**Challenge**. Could you return the lines of the records unchanged, starting with the very first line and going on through the line that contains "left=74, top=110, right=123, bottom=135", with both of those lines included?

**Data to process**.
+++
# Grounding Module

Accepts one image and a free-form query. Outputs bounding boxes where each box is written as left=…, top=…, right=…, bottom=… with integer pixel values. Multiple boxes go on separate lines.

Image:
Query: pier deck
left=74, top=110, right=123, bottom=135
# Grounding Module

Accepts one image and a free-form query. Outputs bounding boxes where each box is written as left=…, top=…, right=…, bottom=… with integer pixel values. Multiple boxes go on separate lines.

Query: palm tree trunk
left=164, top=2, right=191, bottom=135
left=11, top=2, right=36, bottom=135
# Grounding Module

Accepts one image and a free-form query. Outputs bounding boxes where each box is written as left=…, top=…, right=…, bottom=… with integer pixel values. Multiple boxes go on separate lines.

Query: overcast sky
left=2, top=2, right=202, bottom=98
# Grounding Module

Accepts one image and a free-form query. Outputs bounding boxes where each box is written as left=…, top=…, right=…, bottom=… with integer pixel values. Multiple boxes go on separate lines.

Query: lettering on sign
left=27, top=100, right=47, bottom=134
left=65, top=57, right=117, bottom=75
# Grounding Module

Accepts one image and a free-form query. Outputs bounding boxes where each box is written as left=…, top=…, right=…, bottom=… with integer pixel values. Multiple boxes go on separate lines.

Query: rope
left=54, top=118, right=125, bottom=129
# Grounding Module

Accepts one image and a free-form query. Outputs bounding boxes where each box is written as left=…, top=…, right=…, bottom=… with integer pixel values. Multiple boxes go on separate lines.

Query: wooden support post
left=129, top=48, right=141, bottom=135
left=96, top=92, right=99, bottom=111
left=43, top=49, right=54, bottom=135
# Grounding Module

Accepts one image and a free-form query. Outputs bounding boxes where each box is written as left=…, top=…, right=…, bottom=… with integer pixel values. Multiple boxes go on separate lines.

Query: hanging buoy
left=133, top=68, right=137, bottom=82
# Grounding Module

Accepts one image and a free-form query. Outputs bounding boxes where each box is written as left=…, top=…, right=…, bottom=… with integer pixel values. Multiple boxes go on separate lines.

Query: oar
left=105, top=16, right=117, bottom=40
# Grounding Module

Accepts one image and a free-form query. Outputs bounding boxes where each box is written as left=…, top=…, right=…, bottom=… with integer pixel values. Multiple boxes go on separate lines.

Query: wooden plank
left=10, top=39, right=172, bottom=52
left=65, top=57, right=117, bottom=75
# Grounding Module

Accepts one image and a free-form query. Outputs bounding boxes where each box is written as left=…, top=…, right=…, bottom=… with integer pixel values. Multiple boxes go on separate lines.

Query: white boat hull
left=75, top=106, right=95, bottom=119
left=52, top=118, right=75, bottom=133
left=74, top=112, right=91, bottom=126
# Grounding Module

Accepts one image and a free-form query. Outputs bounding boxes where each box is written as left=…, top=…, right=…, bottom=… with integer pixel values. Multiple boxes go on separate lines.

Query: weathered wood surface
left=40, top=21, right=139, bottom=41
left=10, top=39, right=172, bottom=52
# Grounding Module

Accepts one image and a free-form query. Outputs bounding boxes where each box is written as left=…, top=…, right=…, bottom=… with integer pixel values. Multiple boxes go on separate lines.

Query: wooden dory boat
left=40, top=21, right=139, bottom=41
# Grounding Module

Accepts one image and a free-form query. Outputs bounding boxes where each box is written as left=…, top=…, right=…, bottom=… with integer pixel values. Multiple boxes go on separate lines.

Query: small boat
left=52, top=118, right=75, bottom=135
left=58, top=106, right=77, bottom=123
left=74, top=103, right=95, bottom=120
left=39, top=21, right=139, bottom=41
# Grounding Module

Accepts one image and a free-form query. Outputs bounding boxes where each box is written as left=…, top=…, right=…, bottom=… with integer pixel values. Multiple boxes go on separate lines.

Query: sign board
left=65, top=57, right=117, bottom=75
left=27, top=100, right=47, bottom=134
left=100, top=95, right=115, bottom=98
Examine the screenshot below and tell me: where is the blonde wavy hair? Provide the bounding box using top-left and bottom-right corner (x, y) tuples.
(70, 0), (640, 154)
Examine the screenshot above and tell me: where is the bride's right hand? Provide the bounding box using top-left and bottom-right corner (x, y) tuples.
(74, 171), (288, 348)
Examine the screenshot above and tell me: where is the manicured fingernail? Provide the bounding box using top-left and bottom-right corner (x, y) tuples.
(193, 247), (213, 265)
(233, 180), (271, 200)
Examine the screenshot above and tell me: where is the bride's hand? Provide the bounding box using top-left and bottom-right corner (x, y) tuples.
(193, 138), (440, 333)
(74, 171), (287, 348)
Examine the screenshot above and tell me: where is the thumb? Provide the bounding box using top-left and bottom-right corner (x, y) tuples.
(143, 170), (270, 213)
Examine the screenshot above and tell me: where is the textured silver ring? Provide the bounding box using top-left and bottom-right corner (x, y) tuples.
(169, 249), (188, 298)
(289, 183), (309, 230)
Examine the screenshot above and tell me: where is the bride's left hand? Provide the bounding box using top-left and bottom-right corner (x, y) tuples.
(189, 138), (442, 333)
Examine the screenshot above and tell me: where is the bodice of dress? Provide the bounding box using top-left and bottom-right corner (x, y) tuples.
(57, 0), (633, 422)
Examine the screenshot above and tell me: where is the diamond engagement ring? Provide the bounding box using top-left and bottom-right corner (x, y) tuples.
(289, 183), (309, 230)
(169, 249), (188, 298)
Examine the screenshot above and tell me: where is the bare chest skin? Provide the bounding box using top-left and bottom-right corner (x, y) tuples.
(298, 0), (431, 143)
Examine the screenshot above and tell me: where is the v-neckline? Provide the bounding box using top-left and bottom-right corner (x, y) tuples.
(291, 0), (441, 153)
+++
**Solved exercise**.
# Grounding Module

Accepts one image and a free-form query. Outputs bounding boxes where each box is written as left=…, top=…, right=…, bottom=… with integer pixel values. Multiple boxes go on separate lines.

Image:
Query: pier deck
left=74, top=110, right=123, bottom=135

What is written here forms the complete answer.